Исходный отрывок:
■ ■ ■ ■ ■ ■ ■

Все в моторинском деле все было прозрачным и понятным. Во-первых, она ничего не скрывала – да там и нечего было скрывать. Во-вторых, давала читать свои документы всем желающим… И каждому было более чем очевидно, что человек сидит ни за что… Вернее, из-за дружбы с женой Ромаданова, который являлся помощником Гайзера. Наташина ООО-шка на совершенно легальной основе оказывала гайзеровским структурам какие-то юридические услуги. И когда в окружении Гайзера начались аресты, то после ареста Ромаданова загребли и Наташу. Искали похищенные миллиарды. Наташа с горькой улыбкой рассказывала, что при обыске ее жалкой однушки оперативники были в совершеннейшем изумлении: «Это действительно ваша квартира? А где деньги? А где золото и бриллианты?» Но ничего такого там не было. Наташа действительно работала за обычную зарплату и не участвовала ни в каких махинациях. Но увы, обвиняемый по такому «заказному» делу, тем более в сопряжении с таким громким именем, не имеет никаких шансов доказать, что «он не верблюд».

Арест стал для Наташи настоящим потрясением. На нервной почве она потеряла половину своего веса, что объясняло и свисающие щеки, и несоразмерные штаны… Когда она показала свои фотографии из вольной жизни, разница между тем, что было и тем, что стало была прям огромной. На фотографиях полугодовой давности это была не Моторина, а какой-то другой человек…


Пребывание в Сыктывкарском СИЗО добило Моторину окончательно. Она пробыла там месяца три, два из которых содержалась в одиночке. И не потому что это делалось специально. А из-за того, что на тот момент в целом городе не нашлось арестованных женщин, чтобы посадить к ней сокамерницу. Гробовым голосом Наташа рассказывала, как встретила Новый год в полном одиночестве. Как не могла есть ту несъедобную сизошную еду, а с передачами там было устроено очень непросто. Как она чуть не померла от сырости и холода…

Сыктывкарская зима и острый стресс – что-то порушили в ее организме. И у Наташи началось непрекращающееся кровотечение, какие-то бесконечные месячные. Каждый день она тратила по коробке тампонов, а кровотечение все не проходило. Лишь иногда немного уменьшалось. Но подчас «лило как из ведра». В такие минуты Моторина лежала на постели, с практически белым лицом и не могла даже вздохнуть – от любого движения кровотечение только усиливалось. Фаина злилась со страшной силой. Кричала: «Ты что! Хочешь сдохнуть? Почему на проверке не просишь прислать врача? Почему молчишь?!» А тихая благовоспитанная Наташа лишь смотрела на нее испуганно, молчала и терпела дальше.

■ ■ ■ ■ ■ ■ ■

Список заданий:
**1)** Назовите всех людей, которые упомянуты в отрывке выше по имени или фамилии.
**2)** Процитируйте отрывок дословно: всё от слов «Сыктывкарская зима и» и до слов «и терпела дальше.».

Сохранённые данные:

■ ■ ■ ■ ■ ■ ■

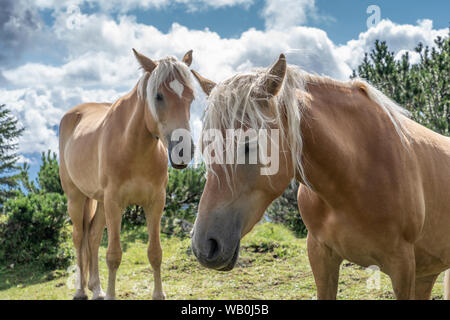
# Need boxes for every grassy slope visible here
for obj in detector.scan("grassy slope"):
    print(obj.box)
[0,223,443,299]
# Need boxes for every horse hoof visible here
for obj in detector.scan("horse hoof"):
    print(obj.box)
[152,293,166,300]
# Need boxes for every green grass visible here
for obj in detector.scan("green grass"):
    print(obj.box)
[0,223,443,299]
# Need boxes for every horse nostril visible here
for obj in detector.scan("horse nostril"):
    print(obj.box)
[208,239,219,260]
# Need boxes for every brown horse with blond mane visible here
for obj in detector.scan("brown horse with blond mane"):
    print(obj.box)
[59,49,194,299]
[192,55,450,299]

■ ■ ■ ■ ■ ■ ■

Ответы:
**1)** Наташа Моторина, Ромаданов, Гайзер, Фаина.

**2)**
Сыктывкарская зима и острый стресс – что-то порушили в ее организме. И у Наташи началось непрекращающееся кровотечение, какие-то бесконечные месячные. Каждый день она тратила по коробке тампонов, а кровотечение все не проходило. Лишь иногда немного уменьшалось. Но подчас «лило как из ведра». В такие минуты Моторина лежала на постели, с практически белым лицом и не могла даже вздохнуть – от любого движения кровотечение только усиливалось. Фаина злилась со страшной силой. Кричала: «Ты что! Хочешь сдохнуть? Почему на проверке не просишь прислать врача? Почему молчишь?!» А тихая благовоспитанная Наташа лишь смотрела на нее испуганно, молчала и терпела дальше.